Put each line of the rows below into a JSON list of strings, one string per line, and leave out any blank lines.

#### LISTED RECORDS ####

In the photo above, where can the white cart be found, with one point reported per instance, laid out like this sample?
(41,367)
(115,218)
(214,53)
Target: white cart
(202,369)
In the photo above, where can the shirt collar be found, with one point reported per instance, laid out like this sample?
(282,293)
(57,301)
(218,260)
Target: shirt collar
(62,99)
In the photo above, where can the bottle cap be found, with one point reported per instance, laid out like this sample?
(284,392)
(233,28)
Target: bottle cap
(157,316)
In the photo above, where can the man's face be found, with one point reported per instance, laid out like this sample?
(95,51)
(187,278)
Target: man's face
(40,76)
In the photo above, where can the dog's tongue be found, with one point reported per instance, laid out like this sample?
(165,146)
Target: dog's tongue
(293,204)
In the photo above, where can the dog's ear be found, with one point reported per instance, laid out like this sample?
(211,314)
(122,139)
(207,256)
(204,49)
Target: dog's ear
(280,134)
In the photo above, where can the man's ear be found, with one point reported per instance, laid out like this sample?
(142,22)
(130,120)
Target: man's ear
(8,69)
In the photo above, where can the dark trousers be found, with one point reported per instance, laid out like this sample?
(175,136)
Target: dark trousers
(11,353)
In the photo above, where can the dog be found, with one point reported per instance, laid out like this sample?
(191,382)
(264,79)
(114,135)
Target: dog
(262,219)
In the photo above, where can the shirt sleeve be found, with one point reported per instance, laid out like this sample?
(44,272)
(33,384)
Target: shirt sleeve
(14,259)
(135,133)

####

OUTPUT OF THE EXERCISE:
[
  "In the photo above, where can the white cart be found, with one point reported per instance, laid out like this sample?",
  "(41,367)",
  "(115,218)",
  "(214,53)",
  "Target: white cart",
  "(202,369)",
  "In the photo above, where can the shirt collar be found, with one point reported per instance, laid out like this sample?",
  "(282,293)",
  "(57,301)",
  "(218,260)",
  "Target: shirt collar",
  "(62,99)",
  "In the photo above, where can the bottle cap be found, with one point reported per instance, laid out like this sample?",
  "(284,392)",
  "(233,28)",
  "Target: bottle cap",
  "(157,316)",
  "In the photo above, where can the man's face be found, with one point reported per instance, laid out like this sample?",
  "(95,51)",
  "(187,278)",
  "Target: man's face",
  "(40,76)",
  "In the photo above, where can the dog's tongue be found, with one point reported per instance, laid out like this sample?",
  "(165,146)",
  "Target: dog's tongue",
  "(293,204)",
  "In the photo above, where can the dog's ear be found, with one point reported per instance, laid out like this sample?",
  "(211,314)",
  "(122,139)",
  "(207,256)",
  "(204,49)",
  "Target: dog's ear",
  "(280,134)",
  "In the photo above, where can the man's ear be found, with one point reported per instance, laid out like this sample?",
  "(142,22)",
  "(130,120)",
  "Target: man's ear",
  "(8,69)",
  "In the photo above, where can the dark trousers be found, with one point reported per instance, laid out like this sample?",
  "(175,136)",
  "Target: dark trousers",
  "(11,353)",
  "In the photo above, where can the dog be found, with one point reported per instance, laid out like this sample?",
  "(191,382)",
  "(264,79)",
  "(114,135)",
  "Target: dog",
  "(262,219)",
  "In the photo above, where can the shirt sleeve be found, with one point reported per instance, laid out like this sample?",
  "(44,272)",
  "(33,384)",
  "Target: shirt sleeve",
  "(14,259)",
  "(135,133)"
]